▶ **GIVEN DATA**
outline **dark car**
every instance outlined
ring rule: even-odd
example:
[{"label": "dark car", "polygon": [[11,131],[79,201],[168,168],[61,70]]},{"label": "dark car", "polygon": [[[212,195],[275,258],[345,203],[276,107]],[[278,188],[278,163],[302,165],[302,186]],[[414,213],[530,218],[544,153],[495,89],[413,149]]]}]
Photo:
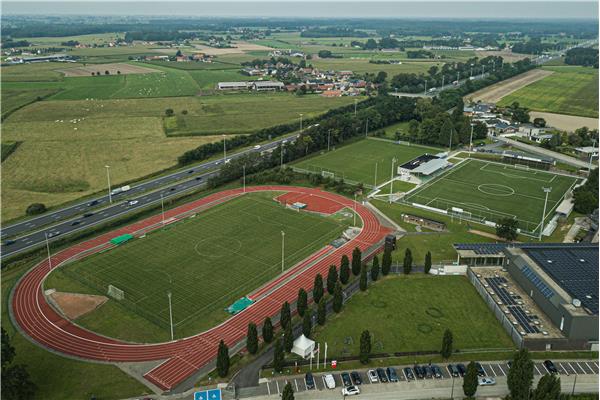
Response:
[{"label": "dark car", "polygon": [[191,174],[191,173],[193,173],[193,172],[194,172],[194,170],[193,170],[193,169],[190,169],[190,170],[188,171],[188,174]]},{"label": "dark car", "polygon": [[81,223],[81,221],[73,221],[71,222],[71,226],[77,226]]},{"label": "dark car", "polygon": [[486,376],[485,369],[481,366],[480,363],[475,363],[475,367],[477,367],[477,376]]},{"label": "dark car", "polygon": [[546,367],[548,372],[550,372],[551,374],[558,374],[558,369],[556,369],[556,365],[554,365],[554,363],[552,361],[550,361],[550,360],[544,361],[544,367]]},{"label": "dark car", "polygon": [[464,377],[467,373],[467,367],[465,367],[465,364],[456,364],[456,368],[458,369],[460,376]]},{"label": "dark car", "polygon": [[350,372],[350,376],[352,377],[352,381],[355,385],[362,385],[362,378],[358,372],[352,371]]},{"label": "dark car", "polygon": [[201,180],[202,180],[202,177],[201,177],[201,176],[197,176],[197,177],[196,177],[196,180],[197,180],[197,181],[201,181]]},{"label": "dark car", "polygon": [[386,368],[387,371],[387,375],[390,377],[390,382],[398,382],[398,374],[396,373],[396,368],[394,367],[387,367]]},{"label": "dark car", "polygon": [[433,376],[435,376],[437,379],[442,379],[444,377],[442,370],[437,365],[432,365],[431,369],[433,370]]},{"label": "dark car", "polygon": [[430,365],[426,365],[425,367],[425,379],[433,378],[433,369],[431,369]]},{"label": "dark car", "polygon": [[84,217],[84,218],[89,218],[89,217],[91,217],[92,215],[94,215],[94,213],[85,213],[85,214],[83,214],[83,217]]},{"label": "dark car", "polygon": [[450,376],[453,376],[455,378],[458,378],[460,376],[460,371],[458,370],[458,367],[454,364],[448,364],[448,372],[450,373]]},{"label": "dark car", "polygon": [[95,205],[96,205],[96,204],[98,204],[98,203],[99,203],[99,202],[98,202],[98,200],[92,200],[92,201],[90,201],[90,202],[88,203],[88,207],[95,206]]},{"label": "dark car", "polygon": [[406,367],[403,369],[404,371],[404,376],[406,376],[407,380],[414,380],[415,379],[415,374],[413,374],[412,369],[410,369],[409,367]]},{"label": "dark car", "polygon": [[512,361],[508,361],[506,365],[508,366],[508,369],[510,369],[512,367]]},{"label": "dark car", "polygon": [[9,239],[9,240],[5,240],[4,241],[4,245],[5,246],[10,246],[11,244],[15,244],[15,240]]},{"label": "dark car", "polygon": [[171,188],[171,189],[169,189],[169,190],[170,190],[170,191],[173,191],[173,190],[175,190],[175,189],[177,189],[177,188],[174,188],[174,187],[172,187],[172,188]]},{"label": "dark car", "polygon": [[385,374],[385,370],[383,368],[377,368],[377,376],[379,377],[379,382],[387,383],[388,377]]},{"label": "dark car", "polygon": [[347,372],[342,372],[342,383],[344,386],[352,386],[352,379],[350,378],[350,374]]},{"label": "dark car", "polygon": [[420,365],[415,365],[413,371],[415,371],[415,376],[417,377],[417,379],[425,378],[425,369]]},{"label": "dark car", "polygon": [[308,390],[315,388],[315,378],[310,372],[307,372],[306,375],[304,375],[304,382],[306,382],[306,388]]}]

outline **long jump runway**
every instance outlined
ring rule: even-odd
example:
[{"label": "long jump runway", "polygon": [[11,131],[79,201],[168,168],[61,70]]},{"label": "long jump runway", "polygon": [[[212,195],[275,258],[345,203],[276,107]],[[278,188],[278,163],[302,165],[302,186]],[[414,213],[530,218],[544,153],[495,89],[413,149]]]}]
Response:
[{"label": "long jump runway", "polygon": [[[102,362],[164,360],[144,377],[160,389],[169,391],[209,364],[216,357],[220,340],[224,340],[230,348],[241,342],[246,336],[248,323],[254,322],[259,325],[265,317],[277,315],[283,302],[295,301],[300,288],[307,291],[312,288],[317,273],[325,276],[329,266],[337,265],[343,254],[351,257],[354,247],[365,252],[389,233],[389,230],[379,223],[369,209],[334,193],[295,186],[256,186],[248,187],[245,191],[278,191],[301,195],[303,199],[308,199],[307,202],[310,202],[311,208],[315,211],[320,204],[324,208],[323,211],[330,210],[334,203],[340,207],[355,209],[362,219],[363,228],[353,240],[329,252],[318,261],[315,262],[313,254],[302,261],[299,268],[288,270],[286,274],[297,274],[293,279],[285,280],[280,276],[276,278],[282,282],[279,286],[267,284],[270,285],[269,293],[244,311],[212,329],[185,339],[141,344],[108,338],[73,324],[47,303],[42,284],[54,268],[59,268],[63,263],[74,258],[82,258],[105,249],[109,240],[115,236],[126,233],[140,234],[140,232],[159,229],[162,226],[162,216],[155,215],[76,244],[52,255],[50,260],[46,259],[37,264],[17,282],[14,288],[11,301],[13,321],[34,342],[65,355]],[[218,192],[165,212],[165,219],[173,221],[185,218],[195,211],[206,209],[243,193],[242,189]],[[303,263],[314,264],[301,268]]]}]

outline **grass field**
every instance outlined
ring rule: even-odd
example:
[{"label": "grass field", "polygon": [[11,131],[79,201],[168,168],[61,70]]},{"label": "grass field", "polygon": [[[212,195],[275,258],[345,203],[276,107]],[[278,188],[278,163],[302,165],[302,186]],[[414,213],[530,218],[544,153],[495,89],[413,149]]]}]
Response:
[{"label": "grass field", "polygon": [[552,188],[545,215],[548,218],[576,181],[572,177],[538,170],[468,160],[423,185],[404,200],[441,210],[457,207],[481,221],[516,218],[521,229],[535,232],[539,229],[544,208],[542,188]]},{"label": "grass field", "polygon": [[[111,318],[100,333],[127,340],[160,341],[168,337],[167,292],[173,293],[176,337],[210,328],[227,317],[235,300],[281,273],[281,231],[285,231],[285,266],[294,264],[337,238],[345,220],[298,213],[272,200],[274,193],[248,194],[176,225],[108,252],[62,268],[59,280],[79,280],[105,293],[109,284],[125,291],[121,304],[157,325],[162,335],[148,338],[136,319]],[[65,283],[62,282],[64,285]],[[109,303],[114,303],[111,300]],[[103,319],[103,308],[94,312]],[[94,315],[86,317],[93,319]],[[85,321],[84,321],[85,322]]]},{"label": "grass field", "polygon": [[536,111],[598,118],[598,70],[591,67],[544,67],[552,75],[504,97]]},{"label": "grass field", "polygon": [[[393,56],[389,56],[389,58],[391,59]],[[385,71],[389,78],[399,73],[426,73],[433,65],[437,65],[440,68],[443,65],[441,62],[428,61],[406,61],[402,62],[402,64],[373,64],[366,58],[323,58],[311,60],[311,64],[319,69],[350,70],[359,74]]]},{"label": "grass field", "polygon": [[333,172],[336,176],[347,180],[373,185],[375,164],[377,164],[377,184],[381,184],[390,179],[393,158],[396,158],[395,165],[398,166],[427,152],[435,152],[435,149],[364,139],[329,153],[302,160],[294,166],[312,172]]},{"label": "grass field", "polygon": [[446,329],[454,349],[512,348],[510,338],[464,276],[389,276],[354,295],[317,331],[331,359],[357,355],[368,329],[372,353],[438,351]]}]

▶ **WHAT IS REQUIRED**
Please repeat the records above exactly, omitting any pictures they contain.

▶ **OUTPUT FOR THIS TASK**
outline **dark car**
every instance outlined
ring rule: even-odd
example:
[{"label": "dark car", "polygon": [[11,131],[79,201],[168,168],[61,70]]},{"label": "dark car", "polygon": [[[212,195],[275,258],[345,203],[276,107]],[[278,188],[278,163],[302,165],[302,186]],[[414,213],[530,218],[544,153],[495,89],[413,149]]]}]
Photo:
Response:
[{"label": "dark car", "polygon": [[191,174],[191,173],[193,173],[193,172],[194,172],[194,170],[193,170],[193,169],[190,169],[190,170],[188,171],[188,174]]},{"label": "dark car", "polygon": [[81,223],[81,221],[73,221],[71,222],[71,226],[77,226]]},{"label": "dark car", "polygon": [[486,376],[485,369],[481,366],[480,363],[475,363],[475,367],[477,367],[477,376]]},{"label": "dark car", "polygon": [[546,367],[548,372],[550,372],[551,374],[558,374],[558,369],[556,369],[556,365],[554,365],[554,363],[552,361],[550,361],[550,360],[544,361],[544,367]]},{"label": "dark car", "polygon": [[464,377],[467,373],[467,367],[465,367],[465,364],[456,364],[456,368],[458,369],[460,376]]},{"label": "dark car", "polygon": [[350,372],[350,376],[352,377],[352,381],[355,385],[362,385],[362,378],[358,372],[352,371]]},{"label": "dark car", "polygon": [[201,180],[202,180],[202,177],[201,177],[201,176],[197,176],[197,177],[196,177],[196,180],[197,180],[197,181],[201,181]]},{"label": "dark car", "polygon": [[386,368],[387,371],[387,375],[390,377],[390,382],[398,382],[398,374],[396,373],[396,368],[394,367],[387,367]]},{"label": "dark car", "polygon": [[433,376],[435,376],[437,379],[442,379],[444,377],[442,370],[437,365],[432,365],[431,369],[433,370]]},{"label": "dark car", "polygon": [[430,365],[426,365],[425,367],[425,379],[433,378],[433,369],[431,369]]},{"label": "dark car", "polygon": [[84,217],[84,218],[89,218],[89,217],[91,217],[92,215],[94,215],[94,213],[85,213],[85,214],[83,214],[83,217]]},{"label": "dark car", "polygon": [[450,376],[453,376],[455,378],[458,378],[460,376],[460,371],[458,370],[458,367],[454,364],[448,364],[448,372],[450,373]]},{"label": "dark car", "polygon": [[95,205],[96,205],[96,204],[98,204],[98,203],[99,203],[99,202],[98,202],[98,200],[92,200],[92,201],[90,201],[90,202],[88,203],[88,207],[95,206]]},{"label": "dark car", "polygon": [[406,367],[403,369],[404,371],[404,376],[406,376],[407,380],[414,380],[415,379],[415,374],[413,374],[412,369],[410,369],[409,367]]},{"label": "dark car", "polygon": [[512,361],[508,361],[506,365],[508,366],[508,369],[510,369],[512,367]]},{"label": "dark car", "polygon": [[9,239],[9,240],[5,240],[4,241],[4,245],[5,246],[10,246],[11,244],[15,244],[15,240]]},{"label": "dark car", "polygon": [[171,188],[171,189],[169,189],[169,190],[170,190],[170,191],[173,191],[173,190],[175,190],[175,189],[177,189],[177,188],[174,188],[174,187],[172,187],[172,188]]},{"label": "dark car", "polygon": [[385,374],[385,370],[383,368],[377,368],[377,376],[379,377],[379,382],[387,383],[388,377]]},{"label": "dark car", "polygon": [[347,372],[342,372],[342,383],[344,386],[352,386],[352,379],[350,378],[350,374]]},{"label": "dark car", "polygon": [[420,365],[415,365],[413,371],[415,371],[415,376],[417,377],[417,379],[425,378],[425,369]]},{"label": "dark car", "polygon": [[308,390],[315,388],[315,378],[310,372],[307,372],[306,375],[304,375],[304,382],[306,382],[306,388]]}]

outline **long jump runway**
every instance outlined
ring rule: even-odd
example:
[{"label": "long jump runway", "polygon": [[11,131],[79,201],[168,168],[61,70]]},{"label": "long jump runway", "polygon": [[[212,195],[275,258],[345,203],[276,107]],[[278,188],[278,163],[302,165],[302,186]],[[414,213],[530,218],[544,153],[495,89],[413,149]]]}]
Response:
[{"label": "long jump runway", "polygon": [[[102,362],[164,360],[144,377],[160,389],[169,391],[209,364],[216,357],[220,340],[224,340],[230,348],[241,342],[246,336],[248,323],[254,322],[259,325],[265,317],[277,315],[283,302],[295,301],[300,288],[307,291],[312,288],[317,273],[325,276],[329,266],[337,265],[343,254],[351,257],[354,247],[365,252],[389,233],[389,230],[379,223],[369,209],[334,193],[295,186],[256,186],[248,187],[245,191],[278,191],[301,195],[303,199],[308,199],[307,202],[310,202],[311,208],[315,211],[320,204],[324,208],[323,211],[330,210],[334,203],[340,207],[355,209],[362,219],[363,228],[353,240],[329,252],[318,261],[315,262],[313,254],[302,261],[299,268],[288,270],[286,274],[297,274],[293,279],[285,280],[280,276],[276,278],[282,282],[279,286],[267,284],[270,285],[269,293],[244,311],[212,329],[185,339],[141,344],[108,338],[73,324],[47,303],[42,284],[54,268],[59,268],[63,263],[74,258],[82,258],[105,249],[109,240],[115,236],[126,233],[140,234],[140,232],[159,229],[162,226],[162,216],[155,215],[76,244],[52,255],[50,260],[46,259],[37,264],[17,282],[14,288],[11,301],[13,321],[34,342],[65,355]],[[218,192],[165,212],[165,219],[173,221],[185,218],[195,211],[206,209],[243,193],[242,189]],[[303,263],[314,264],[301,268]]]}]

outline **grass field**
every instance outlined
ring rule: even-odd
example:
[{"label": "grass field", "polygon": [[11,131],[79,201],[168,168],[61,70]]},{"label": "grass field", "polygon": [[[212,195],[275,258],[345,203],[276,107]],[[278,188],[278,163],[302,165],[302,186]],[[414,213],[530,218],[544,153],[495,89],[413,149]]]}]
Response:
[{"label": "grass field", "polygon": [[552,188],[545,215],[548,218],[576,181],[572,177],[538,170],[468,160],[423,185],[404,200],[441,210],[457,207],[481,221],[516,218],[521,229],[535,232],[539,229],[544,208],[542,188]]},{"label": "grass field", "polygon": [[[111,318],[100,333],[127,340],[160,341],[168,337],[167,292],[173,293],[176,337],[210,328],[227,317],[235,300],[281,273],[281,231],[285,231],[285,266],[294,264],[337,238],[345,220],[298,213],[272,200],[274,193],[248,194],[176,225],[108,252],[62,268],[59,280],[79,280],[105,293],[109,284],[125,291],[121,304],[157,325],[162,335],[148,338],[136,319]],[[65,283],[62,282],[64,285]],[[109,303],[114,303],[111,300]],[[103,319],[103,308],[94,312]],[[94,315],[86,317],[93,319]],[[85,321],[84,321],[85,322]]]},{"label": "grass field", "polygon": [[536,111],[598,118],[598,70],[591,67],[544,67],[552,75],[504,97]]},{"label": "grass field", "polygon": [[[393,56],[389,56],[389,58],[391,59]],[[385,71],[389,78],[399,73],[426,73],[433,65],[437,65],[440,68],[443,65],[441,62],[428,61],[406,61],[402,62],[402,64],[373,64],[366,58],[323,58],[311,60],[311,64],[319,69],[350,70],[359,74]]]},{"label": "grass field", "polygon": [[333,172],[336,176],[347,180],[373,185],[375,164],[377,164],[377,184],[381,184],[390,179],[393,158],[396,158],[395,165],[398,166],[427,152],[435,152],[435,149],[364,139],[329,153],[302,160],[294,166],[312,172]]},{"label": "grass field", "polygon": [[446,329],[454,349],[512,348],[510,338],[464,276],[389,276],[354,295],[317,331],[331,359],[357,355],[368,329],[372,353],[438,351]]}]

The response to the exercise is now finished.